TRECHO DO DOCUMENTO:
III – Quando os algoritmos encontram sujeitos desorientados: uma angústia infinita
A relação do sujeito contemporâneo com o saber já não é a mesma de outrora. Não se supõe mais que o outro sabe, visto que ele o detém. É comum nos depararmos com influencers seguidos por milhões de pessoas, mas de quem nunca ouvimos falar. Que conteúdos produzem, afinal? Muitos dançam trechos musicais coreografados que se tornam verdadeiros virais, outros dublam cenas famosas de filmes, fazem pegadinhas, promovem desafios, etc. Os conteúdos em vídeo já são privilegiados quanto aos estáticos dos textos e imagens, convocando os usuários a se adequarem às regras para aumentar o engajamento.
Uma das mais recentes redes sociais em evidência é o TikTok. O aplicativo chinês mais baixado de 2021 é uma rede de compartilhamento de vídeos curtos que monta a sua timeline conforme os conteúdos que o usuário se interessa por consumir. Criado em 2016, é um dos poucos apps que ameaçam a hegemonia da Meta, empresa detentora de Facebook, Snapchat, Instagram, WhatsApp e outras mais. Seu feed é formado pela chamada timeline infinita, ou seja, o conteúdo selecionado é escolhido a partir dos algoritmos e não há um fim, não tem momento para o conteúdo acabar. Essa nova configuração implica numa série de sérias consequências: a falta faz falta! E é aí que mora a angústia.
Em estudos recentes, pesquisadores perceberam que os vídeos curtos de conteúdo agradável ao usuário ativam áreas do cérebro ligadas ao sistema de recompensa, o que produz sensação de prazer e satisfação. Assim, ao assistir a um vídeo do aplicativo, ativa-se a produção de dopamina, produzindo sentimentos de felicidade e alegria. Diante do aumento do recebimento do neurotransmissor pelo cérebro, mais ele demanda, contribuindo para sua entrada em estágio de saturação e diminuindo a sua sensibilidade, de modo a necessitar de uma quantidade maior da substância.

INSTRUÇÕES DA TAREFA:
Continue o texto sobre o TikTok e a angústia diante dos algoritmos a partir da última frase apresentada.

(Entradas salvas)

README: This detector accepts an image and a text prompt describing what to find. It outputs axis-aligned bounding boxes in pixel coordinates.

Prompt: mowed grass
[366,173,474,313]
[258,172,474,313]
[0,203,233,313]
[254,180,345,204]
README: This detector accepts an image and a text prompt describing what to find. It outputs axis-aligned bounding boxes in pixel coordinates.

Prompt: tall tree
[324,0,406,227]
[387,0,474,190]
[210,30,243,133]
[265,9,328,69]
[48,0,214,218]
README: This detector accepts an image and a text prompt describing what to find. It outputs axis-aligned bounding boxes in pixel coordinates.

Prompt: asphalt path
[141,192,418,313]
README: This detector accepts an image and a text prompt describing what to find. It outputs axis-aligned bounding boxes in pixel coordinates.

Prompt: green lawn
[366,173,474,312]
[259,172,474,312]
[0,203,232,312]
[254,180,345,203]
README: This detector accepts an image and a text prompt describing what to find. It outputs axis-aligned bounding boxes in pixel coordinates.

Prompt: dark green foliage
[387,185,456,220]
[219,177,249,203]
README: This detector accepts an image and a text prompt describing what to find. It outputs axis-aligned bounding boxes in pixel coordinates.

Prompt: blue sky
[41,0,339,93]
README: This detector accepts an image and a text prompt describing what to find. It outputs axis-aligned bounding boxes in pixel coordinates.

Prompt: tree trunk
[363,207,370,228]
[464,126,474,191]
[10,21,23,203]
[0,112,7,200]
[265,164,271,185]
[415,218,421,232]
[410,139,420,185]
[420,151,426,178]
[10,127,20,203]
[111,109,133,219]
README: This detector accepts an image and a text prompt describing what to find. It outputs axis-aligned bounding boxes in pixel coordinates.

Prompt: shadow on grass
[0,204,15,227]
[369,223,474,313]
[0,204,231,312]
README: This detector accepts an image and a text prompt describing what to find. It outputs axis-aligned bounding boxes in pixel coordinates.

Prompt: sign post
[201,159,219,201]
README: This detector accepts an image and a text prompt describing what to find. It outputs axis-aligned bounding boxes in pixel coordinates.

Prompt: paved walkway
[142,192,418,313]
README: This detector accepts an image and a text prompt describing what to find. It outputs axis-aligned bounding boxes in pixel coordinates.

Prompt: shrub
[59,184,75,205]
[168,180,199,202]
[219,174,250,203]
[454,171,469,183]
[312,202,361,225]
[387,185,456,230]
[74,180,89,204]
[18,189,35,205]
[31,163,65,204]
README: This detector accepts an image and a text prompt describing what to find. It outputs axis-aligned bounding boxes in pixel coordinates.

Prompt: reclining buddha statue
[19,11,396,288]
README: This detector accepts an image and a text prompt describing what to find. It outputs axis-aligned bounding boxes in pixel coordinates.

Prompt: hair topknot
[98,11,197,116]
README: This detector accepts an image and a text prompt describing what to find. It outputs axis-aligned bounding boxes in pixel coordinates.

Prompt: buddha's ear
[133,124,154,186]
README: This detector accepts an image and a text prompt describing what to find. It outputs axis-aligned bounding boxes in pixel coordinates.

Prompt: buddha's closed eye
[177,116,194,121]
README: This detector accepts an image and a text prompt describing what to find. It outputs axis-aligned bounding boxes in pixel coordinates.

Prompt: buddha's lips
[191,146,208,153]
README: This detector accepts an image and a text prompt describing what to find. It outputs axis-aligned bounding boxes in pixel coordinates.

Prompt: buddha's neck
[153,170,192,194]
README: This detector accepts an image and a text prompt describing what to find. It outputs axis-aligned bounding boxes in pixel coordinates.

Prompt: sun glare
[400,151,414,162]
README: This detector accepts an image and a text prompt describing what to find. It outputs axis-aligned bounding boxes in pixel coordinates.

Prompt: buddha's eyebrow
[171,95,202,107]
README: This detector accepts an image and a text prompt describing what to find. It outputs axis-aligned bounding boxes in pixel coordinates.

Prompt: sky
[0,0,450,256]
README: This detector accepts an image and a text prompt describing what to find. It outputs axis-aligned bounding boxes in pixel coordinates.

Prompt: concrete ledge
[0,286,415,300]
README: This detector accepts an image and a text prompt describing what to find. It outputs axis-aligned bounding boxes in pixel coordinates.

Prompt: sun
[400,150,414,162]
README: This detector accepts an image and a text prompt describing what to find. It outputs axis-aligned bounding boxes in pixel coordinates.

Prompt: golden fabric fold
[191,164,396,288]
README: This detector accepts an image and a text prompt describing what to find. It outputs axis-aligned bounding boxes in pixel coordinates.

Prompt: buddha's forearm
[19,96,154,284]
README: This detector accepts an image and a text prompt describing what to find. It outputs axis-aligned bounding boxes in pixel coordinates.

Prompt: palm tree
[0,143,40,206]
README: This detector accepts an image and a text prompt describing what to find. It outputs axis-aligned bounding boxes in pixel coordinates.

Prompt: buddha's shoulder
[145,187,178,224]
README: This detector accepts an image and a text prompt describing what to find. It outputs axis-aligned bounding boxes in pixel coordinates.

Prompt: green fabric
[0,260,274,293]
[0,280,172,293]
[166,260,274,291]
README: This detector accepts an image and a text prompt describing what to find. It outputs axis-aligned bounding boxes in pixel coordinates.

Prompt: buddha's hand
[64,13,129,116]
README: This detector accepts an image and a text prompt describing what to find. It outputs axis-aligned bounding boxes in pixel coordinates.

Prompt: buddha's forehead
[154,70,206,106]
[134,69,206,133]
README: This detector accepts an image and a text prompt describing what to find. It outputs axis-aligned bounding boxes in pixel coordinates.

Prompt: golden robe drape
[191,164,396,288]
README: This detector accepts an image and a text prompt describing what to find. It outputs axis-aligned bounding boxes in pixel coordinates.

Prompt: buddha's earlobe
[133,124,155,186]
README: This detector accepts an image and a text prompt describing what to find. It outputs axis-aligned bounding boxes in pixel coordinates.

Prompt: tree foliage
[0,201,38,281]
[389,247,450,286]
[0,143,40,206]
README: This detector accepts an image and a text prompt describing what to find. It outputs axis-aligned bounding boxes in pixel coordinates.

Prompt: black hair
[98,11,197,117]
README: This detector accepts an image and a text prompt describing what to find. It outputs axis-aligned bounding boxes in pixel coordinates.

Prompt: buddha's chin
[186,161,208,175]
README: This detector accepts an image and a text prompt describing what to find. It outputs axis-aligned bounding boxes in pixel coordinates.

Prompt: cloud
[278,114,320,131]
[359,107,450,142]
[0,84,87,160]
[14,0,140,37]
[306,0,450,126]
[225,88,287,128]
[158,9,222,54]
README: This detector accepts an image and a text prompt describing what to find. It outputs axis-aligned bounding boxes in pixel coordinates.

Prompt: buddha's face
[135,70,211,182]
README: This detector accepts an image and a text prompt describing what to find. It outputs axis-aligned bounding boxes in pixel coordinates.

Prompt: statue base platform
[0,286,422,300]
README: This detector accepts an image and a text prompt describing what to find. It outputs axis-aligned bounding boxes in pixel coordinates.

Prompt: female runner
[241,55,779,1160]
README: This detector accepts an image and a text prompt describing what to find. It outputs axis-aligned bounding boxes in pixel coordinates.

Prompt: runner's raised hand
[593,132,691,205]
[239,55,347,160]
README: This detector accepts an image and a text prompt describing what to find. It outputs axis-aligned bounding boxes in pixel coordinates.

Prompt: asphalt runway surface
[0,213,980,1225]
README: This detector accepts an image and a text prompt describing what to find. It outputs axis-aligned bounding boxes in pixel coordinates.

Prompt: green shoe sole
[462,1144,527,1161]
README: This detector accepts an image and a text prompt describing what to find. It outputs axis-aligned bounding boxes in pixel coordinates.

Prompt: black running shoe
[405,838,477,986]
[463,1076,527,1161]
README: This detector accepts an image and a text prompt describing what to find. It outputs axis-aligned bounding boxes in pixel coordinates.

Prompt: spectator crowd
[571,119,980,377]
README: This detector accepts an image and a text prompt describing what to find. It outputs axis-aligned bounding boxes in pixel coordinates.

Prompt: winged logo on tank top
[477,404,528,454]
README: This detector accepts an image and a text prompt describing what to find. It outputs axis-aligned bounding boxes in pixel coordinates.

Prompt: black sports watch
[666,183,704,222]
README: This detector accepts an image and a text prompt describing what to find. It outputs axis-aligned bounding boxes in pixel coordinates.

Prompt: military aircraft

RESPOSTA DO EXERCÍCIO:
IV – O discurso capitalista e o saber: fonte de parva riqueza
É diante de todo esse contexto que temos uma combinação deveras problemática: uso excessivo das redes sociais, aplicativos que te entregam o que te agrada, ainda que não solicitado, e a inexistência da falta ou, ao menos, de um hiato que possa suscitar um questionamento, são imperativos de gozo: Compre! Seja! Faça! Nessa seara, muitos encontraram a oportunidade de se venderem enquanto produtos a serem consumidos: “Te ensino a ganhar dinheiro com o Instagram! Compre meu curso! Siga o meu perfil!”. E o resultado disso é a venda de soluções rápidas por pessoas que ocupam o lugar de mestre e que interpretam o desconhecido (vide as caixinhas de perguntas), mas privilegiando formatos standards de como fazer, vender ou tratar.
Para que o analista esteja à altura de sua época, é preciso que esteja atento ao modo como o falasser se manifesta. Márcia Mezêncio diz que “o laço transferencial é a oferta que cabe ao analista […] e que esse laço é o que pode produzir um lugar onde o sujeito possa se enganchar” (2017, p. 75). E, a partir disso, cavar um amor epistêmico ao inconsciente. Diante disso, então, pergunto: o que faria o analista, em sua posição de semblante do objeto, causa de desejo, diante do sujeito que acredita ter o objeto em suas mãos? Como convocar o sujeito a desejar, a querer saber sobre um mais-além desse gozo opaco?